* What you are asked to do *
Every record must be written out once more, with nothing added or omitted.

* Records shown *
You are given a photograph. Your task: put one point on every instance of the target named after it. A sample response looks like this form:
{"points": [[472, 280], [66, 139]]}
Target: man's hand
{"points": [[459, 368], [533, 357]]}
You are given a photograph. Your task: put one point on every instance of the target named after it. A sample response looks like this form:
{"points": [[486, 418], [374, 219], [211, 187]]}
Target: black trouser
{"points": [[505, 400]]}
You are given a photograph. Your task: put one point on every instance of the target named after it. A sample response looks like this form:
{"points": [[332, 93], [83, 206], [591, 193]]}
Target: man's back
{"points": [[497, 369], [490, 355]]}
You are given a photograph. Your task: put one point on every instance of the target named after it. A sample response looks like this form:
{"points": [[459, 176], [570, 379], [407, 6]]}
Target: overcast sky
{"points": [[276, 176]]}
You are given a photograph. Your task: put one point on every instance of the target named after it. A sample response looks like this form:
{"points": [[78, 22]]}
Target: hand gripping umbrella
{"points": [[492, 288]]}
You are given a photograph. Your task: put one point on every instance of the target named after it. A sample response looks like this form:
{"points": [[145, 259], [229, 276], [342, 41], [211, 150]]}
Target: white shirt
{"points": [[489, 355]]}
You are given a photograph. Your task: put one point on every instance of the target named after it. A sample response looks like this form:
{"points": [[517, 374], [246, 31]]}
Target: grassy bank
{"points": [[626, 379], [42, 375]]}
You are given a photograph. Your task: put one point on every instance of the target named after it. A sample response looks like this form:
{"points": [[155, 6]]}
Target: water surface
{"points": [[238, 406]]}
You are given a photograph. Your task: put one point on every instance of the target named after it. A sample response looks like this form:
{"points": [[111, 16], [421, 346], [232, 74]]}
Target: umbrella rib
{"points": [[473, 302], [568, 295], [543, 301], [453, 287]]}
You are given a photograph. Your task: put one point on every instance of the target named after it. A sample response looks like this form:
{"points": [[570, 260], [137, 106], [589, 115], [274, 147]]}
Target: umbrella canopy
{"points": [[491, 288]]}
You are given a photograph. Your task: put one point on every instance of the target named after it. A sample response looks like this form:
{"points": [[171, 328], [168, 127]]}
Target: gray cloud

* The result *
You are given a photograph. Your task: put one point on every instance of the target named after it. A sample response looks like this form:
{"points": [[472, 280], [66, 139]]}
Target: man's hand
{"points": [[459, 368], [533, 357]]}
You are given a photograph. Your task: put one point on every instance of the target named after it. A sample response looks like this form:
{"points": [[486, 418], [374, 219], [211, 187]]}
Target: black trouser
{"points": [[505, 400]]}
You are given a photograph. Your task: put one point on every instance of the target named after it. A sample response looks like this form:
{"points": [[332, 93], [83, 206], [591, 193]]}
Target: man's back
{"points": [[497, 369], [490, 355]]}
You are given a photograph. Your task: put one point on every instance of the target named after it. A sample response looks like this form:
{"points": [[459, 176], [570, 379], [407, 6]]}
Target: overcast sky
{"points": [[276, 176]]}
You are given a photograph. Your task: put one point on every instance of the target named after it. A sample response looks like this form:
{"points": [[78, 22]]}
Target: hand gripping umbrella
{"points": [[492, 288]]}
You are given a photograph. Your task: put one point on every instance of the target named after it. A sample response looks like this form:
{"points": [[145, 259], [229, 276], [342, 41], [211, 150]]}
Target: white shirt
{"points": [[489, 355]]}
You are given a photograph. Your task: put one point on every instance of the target named after it. A sample response looks like this form:
{"points": [[517, 374], [246, 31]]}
Target: grassy bank
{"points": [[626, 379], [42, 375]]}
You are given a photograph. Your task: put one point on every instance of the target named after it. A sample response looks like this form:
{"points": [[155, 6]]}
Target: water surface
{"points": [[238, 406]]}
You are given a photograph. Your task: put one point on every instance of the target named after it. A sample response looks like this form:
{"points": [[111, 16], [421, 346], [232, 74]]}
Target: umbrella rib
{"points": [[473, 302], [568, 295], [543, 301], [453, 287]]}
You are given a photograph. Your task: put one point on every instance of the target named after it. A sample response looks like this form:
{"points": [[570, 260], [137, 106], [589, 115], [274, 147]]}
Target: umbrella canopy
{"points": [[491, 288]]}
You are given a photograph. Your task: put one point on every instance of the target named after it. A sample response looks like this form:
{"points": [[171, 328], [168, 127]]}
Target: gray cloud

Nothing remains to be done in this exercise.